Write out the records in full and without alteration, setting aside their pictures.

• • • •

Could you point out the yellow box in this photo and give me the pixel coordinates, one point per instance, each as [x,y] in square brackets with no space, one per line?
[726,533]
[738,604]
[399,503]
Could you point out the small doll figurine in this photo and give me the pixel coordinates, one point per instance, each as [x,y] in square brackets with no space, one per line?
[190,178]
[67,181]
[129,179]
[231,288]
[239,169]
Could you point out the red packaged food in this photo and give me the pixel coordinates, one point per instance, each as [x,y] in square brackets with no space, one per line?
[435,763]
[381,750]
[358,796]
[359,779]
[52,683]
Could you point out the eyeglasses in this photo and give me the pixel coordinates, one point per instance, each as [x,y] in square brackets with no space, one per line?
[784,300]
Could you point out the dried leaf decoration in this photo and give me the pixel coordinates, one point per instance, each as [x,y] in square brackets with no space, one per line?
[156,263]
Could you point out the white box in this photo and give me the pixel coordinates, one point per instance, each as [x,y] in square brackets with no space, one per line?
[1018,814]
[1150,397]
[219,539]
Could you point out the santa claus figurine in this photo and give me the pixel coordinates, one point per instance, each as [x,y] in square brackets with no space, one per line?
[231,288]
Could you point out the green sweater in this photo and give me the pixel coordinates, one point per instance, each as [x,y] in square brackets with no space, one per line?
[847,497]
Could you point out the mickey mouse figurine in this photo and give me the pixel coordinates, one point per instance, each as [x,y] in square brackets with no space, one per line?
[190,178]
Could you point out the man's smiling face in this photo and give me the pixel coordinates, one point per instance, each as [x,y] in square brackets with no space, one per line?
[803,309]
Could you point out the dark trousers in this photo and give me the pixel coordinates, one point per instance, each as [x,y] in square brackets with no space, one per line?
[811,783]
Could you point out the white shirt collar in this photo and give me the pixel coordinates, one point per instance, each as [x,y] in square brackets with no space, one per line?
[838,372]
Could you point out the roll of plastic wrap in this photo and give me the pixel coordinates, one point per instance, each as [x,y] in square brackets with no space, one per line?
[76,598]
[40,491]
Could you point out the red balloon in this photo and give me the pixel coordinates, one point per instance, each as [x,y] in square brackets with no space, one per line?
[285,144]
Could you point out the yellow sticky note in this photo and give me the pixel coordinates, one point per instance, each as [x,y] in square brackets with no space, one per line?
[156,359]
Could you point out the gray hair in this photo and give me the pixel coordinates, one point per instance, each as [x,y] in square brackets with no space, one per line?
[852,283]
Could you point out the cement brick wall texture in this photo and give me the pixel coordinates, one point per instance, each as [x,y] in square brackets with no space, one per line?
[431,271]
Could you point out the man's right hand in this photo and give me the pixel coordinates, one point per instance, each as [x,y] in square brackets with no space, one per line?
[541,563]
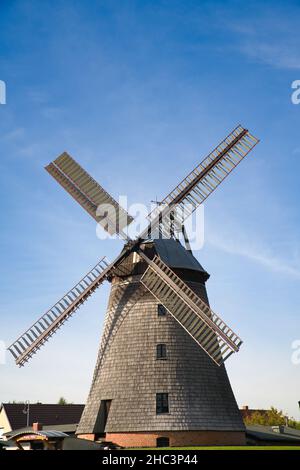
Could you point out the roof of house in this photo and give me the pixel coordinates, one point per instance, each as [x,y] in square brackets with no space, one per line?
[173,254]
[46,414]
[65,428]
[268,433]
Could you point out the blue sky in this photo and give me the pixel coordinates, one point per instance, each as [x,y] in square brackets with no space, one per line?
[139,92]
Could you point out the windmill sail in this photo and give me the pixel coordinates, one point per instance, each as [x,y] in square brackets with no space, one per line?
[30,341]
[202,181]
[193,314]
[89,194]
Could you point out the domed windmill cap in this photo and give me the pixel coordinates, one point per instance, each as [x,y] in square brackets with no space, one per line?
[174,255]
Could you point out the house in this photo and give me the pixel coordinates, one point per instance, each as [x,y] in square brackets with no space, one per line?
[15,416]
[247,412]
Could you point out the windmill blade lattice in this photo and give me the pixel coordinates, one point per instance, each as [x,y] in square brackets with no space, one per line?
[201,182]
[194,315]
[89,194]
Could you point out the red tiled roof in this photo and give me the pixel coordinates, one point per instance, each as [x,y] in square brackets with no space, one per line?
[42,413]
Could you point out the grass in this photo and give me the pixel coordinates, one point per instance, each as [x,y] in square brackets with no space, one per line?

• • • •

= Response to this exercise =
Could you point out the yellow box in this photo and give me the pixel coordinates, one point per instance, each as [x,y] in square brackets with no space, one per line?
[726,533]
[738,604]
[399,503]
Could you point out the small doll figurine in this photo and give me the pixel coordinates, one point per instance, each as [x,y] in square brackets with no space, one per line?
[190,178]
[67,181]
[129,179]
[231,288]
[239,169]
Could you point out the red packaged food in this photo and give me the pixel coordinates, one point per instance, each as [x,y] in square brackets with no space, one per line?
[435,763]
[381,750]
[358,796]
[359,779]
[52,683]
Could you point out the eyeglasses in this photo and give me the pixel coordinates, one point per instance, each as [x,y] in square brackets with no space, one per line?
[784,300]
Could you point out the dried leaf decoration in this photo and give me the pixel coordinates, one point per instance, each as [x,y] in square brackets with no space, one per line?
[156,263]
Could you point out the white box in this photo and give me the pixel coordinates, one point per instance, each as [x,y] in square brackets with no space, one per line?
[1018,814]
[1150,397]
[219,539]
Could you point out the santa claus figurine in this photo and give me the pixel coordinates, one point per instance, each as [x,y] in square brackets with no space, one per line?
[231,288]
Could you point out the green sweater in this photo and give me the pixel coordinates, one point per instance, each as [x,y] in square brackets with no space, one per line?
[847,497]
Could you point out the mickey mouse figurine in this photo and give me the pixel coordinates, one point per instance, each as [x,y] in square brackets with no space, one per line?
[190,178]
Could you point out the man's smiling face in this photo and give me the pixel coordinates, one point per instance, each as [x,y] in square brackets with no space, one per line?
[803,309]
Could you point out the dark trousers in this photo and give me the pixel coordinates, one point per instance, each as [x,y] in square brackets with no space, one per line?
[811,783]
Could you point out the white shirt collar in this photo and give me the pixel coordinates, one point per instance, each as [x,y] in square brackets with no space, one per line?
[838,372]
Could you point out the roll of plastic wrap in this photo and give me the pixel coordinates, one point per instance, each as [x,y] in square brackets with no space, one per line?
[76,598]
[40,491]
Could you point out the red balloon in this photo and give me the pixel coordinates, one point per instance, each as [x,y] in square brackets with no space, one per line?
[285,144]
Could you point out the yellow sticky note in this photo and give me the pixel coordinates, one point per instance, each as [x,y] in square brackets with no space, one per line?
[156,359]
Could you point out the gray hair in this photo and give me the pixel coordinates, one point per instance, each as [x,y] in square brackets with no space, one per line?
[852,283]
Could you point out the cement brick wall texture in this photo and give me the pixel coordinates, one point per instance, each as [x,y] in square brackets with no space, one per line?
[431,271]
Could you point out the man's right hand in this photo and give me the pixel coordinates, one point per instance, each as [x,y] in square brackets with no space, one per line?
[541,563]
Could you point out the roof of house in this photo and give me the pixel coordinates, one point per instance, each as [x,y] in square brackets with no space, one per line?
[173,254]
[46,414]
[65,428]
[268,433]
Could you point out the blue sky in this photo and give me the pixel coordinates, one point per instance, each as [x,y] in square brackets with no space, one per line?
[139,92]
Could you point out the windmill sail in this photo and give me the pixel coordinates, one point per instance, each as [x,y] in square brackets with no space, one per line?
[30,341]
[202,181]
[193,314]
[89,194]
Could you point out the domed windmill cap in this photo and give me the pixel coordinates, one point per instance, each as [x,y] in square brackets with no space, one per line?
[174,255]
Could you point out the house in this photo and give me the pixel coordinates, one point per instance, each as [x,y] in square brackets with no space, one per line?
[15,416]
[247,412]
Could you point out the windmill blade lattice in this photo and give me the pixel coordinates, one point per instance, each as [x,y] in square brackets with no space, one per line?
[201,182]
[194,315]
[89,194]
Could you point out the red tiled roof in this photo and give me the pixel coordinates, one point per instance, each as [x,y] in square brackets with no space, one per line?
[42,413]
Could you point out the grass in this photo and give me the pixel coordinates, one point per instance, each as [x,y] in square brackets with no space, one per line?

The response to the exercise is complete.